Adventures in F# Performance
Apologies to functional programming enthusiasts, what follows is a lot of imperative code. What can I say, it is the array library after all!
After working on an F# SIMD Array library for a while, and learning about some nice bench marking tools for .NET thanks to Jared Hester. I got the idea to try contributing to the F# core libraries myself. I had been poking around in the official Microsoft F# repo because I was modeling my SIMD Library after the core Array library, duplicating all relevant functions in SIMD form. As I got familiar with the code I saw a function I thought I could speed up. Steffen Forkmann pointed me to a blog post of his about how to get started building and contributing to the FSharp language, so I got to work.
Array.filter
This was the first function I thought I could improve, and mostly I was wrong! Array.filter
takes an array and a predicate function as its
arguments and applies the function to each element of the array. The resulting array contains only the elements that satisfy the predicate.
The original implementation used a List
let filter f (array: _[]) =
checkNonNull "array" array
let res = List<_>() // ResizeArray
for i = 0 to array.Length - 1 do
let x = array.[i]
if f x then res.Add(x)
res.ToArray()

DATA ROWS
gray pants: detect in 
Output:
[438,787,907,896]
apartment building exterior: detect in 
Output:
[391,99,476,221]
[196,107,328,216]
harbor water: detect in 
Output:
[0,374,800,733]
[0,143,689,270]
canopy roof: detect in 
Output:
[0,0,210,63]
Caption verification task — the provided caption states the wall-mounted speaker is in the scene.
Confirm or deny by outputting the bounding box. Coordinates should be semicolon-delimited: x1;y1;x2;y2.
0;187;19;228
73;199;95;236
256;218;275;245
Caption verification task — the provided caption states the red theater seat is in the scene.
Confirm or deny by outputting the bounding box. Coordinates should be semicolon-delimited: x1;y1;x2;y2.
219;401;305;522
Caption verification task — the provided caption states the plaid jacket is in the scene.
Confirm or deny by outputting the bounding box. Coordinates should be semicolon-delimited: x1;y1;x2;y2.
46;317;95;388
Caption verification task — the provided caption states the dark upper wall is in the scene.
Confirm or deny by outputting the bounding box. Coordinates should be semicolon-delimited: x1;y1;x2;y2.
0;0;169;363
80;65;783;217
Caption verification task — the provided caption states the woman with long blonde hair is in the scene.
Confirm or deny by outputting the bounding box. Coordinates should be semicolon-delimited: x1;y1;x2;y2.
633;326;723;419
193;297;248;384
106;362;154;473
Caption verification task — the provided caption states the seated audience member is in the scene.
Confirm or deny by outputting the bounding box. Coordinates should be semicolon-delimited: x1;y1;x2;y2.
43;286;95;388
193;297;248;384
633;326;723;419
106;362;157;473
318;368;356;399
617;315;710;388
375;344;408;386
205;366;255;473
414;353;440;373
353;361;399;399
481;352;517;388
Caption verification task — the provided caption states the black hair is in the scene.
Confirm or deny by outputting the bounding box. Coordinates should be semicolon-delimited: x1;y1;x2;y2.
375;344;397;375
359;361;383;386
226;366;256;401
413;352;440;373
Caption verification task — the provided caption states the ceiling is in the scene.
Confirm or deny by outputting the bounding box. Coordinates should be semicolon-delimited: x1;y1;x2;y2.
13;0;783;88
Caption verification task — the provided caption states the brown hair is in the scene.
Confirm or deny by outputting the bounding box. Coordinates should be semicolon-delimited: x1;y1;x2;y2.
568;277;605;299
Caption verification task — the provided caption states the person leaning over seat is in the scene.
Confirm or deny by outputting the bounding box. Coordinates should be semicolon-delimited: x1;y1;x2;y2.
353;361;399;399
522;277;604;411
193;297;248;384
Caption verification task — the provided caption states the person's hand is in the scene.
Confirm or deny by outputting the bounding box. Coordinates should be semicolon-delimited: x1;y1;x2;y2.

TO-DO LIST
[1] Reproduce the F# performance post word for word, starting at "Adventures in F#" and ending at "library after all!".
[2] Carry on writing the F# performance post from the point where it stops.
You won't need the rows for this.

RESULTS FOR THE EXERCISE
[1]
Adventures in F# Performance
Apologies to functional programming enthusiasts, what follows is a lot of imperative code. What can I say, it is the array library after all!

[2]
I tried a few things, and settled on this for a while:
let filter f (array: _[]) =
checkNonNull "array" array
let temp = Array.zeroCreateUnchecked array.Length
let mutable c = 0
for i = 0 to array.Length-1 do
if f array.[i] then
temp.[i] <- true
c <- c + 1
let result = Array.zeroCreateUnchecked c
c <- 0
let mutable i = 0
while c < result.Length do
if temp.[i] then
result.[c] <- array.[i]
c <- c + 1
i <- i + 1
result
This allocates an array of booleans the same length as the input up front, which are usually stored as bytes in .NET. So in the common case, where you have a 32bit or 64bit pointer, int, or float, as your array element, it will allocate no more than 1/8 to 1/4 of your array size in extra data instead of 3x to 4x. Reducing GC pressure is a big win with garbage collected languages so that seemed like a good thing. There are some gotchas though:
- The loops now both have branches in them.
- The branch pattern will sometimes be random, so branch prediction will miss them, which is slow.
- The performance advantage goes negative compared to the original implementation as the size of the array type shrinks.
So in cases where most things are filtered, and the distribution of elements is somewhat random as to whether they get filtered or not, performance was sometimes worse. Performance also differed in 32bit vs 64 bit builds, and on different machines. Benchmarking this was really hard because you have to account for different array type sizes, lengths, different distribution of filtering and amount of filtering. It didn’t always win, and it was hard to decide if it was really better.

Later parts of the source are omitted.